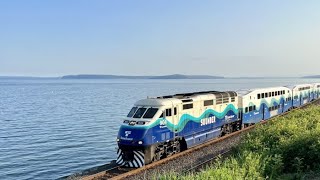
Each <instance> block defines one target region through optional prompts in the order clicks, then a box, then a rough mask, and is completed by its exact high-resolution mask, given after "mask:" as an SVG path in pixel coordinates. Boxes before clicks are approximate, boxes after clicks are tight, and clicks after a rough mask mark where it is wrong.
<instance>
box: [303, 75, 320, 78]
mask: <svg viewBox="0 0 320 180" xmlns="http://www.w3.org/2000/svg"><path fill="white" fill-rule="evenodd" d="M302 78H320V75H312V76H303V77H302Z"/></svg>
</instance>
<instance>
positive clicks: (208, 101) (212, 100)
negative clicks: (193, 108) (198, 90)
mask: <svg viewBox="0 0 320 180" xmlns="http://www.w3.org/2000/svg"><path fill="white" fill-rule="evenodd" d="M211 105H213V99H211V100H205V101H203V106H211Z"/></svg>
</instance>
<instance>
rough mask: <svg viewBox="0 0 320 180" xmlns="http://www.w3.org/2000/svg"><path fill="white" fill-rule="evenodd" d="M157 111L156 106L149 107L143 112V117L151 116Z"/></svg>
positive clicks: (148, 116) (147, 117)
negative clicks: (143, 114) (155, 106)
mask: <svg viewBox="0 0 320 180" xmlns="http://www.w3.org/2000/svg"><path fill="white" fill-rule="evenodd" d="M157 111H158V108H149V109H148V110H147V112H146V113H145V114H144V116H143V118H153V116H154V115H155V114H156V113H157Z"/></svg>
◇ ◇ ◇ ◇
WHAT YOU SHOULD DO> The records above must be output exactly, except for their pictures.

EXPECTED ANSWER>
Each <instance> block defines one target region through optional prompts in the order clicks, then a box, then a rough mask, and is completed by its exact high-resolution mask, given after "mask:" as an SVG path in pixel coordinates. Boxes before clicks are approximate, boxes after clicks are tight, and clicks after a rough mask mark where it is wrong.
<instance>
box: [303, 75, 320, 78]
mask: <svg viewBox="0 0 320 180" xmlns="http://www.w3.org/2000/svg"><path fill="white" fill-rule="evenodd" d="M302 78H320V75H312V76H303V77H302Z"/></svg>
</instance>
<instance>
positive clicks: (208, 101) (212, 100)
negative clicks: (193, 108) (198, 90)
mask: <svg viewBox="0 0 320 180" xmlns="http://www.w3.org/2000/svg"><path fill="white" fill-rule="evenodd" d="M211 105H213V99H211V100H205V101H203V106H211Z"/></svg>
</instance>
<instance>
rough mask: <svg viewBox="0 0 320 180" xmlns="http://www.w3.org/2000/svg"><path fill="white" fill-rule="evenodd" d="M157 111L156 106L149 107L143 112V117L151 116Z"/></svg>
positive clicks: (148, 116) (147, 117)
negative clicks: (143, 114) (155, 106)
mask: <svg viewBox="0 0 320 180" xmlns="http://www.w3.org/2000/svg"><path fill="white" fill-rule="evenodd" d="M157 111H158V108H149V109H148V110H147V112H146V113H145V114H144V116H143V118H153V116H154V115H155V114H156V113H157Z"/></svg>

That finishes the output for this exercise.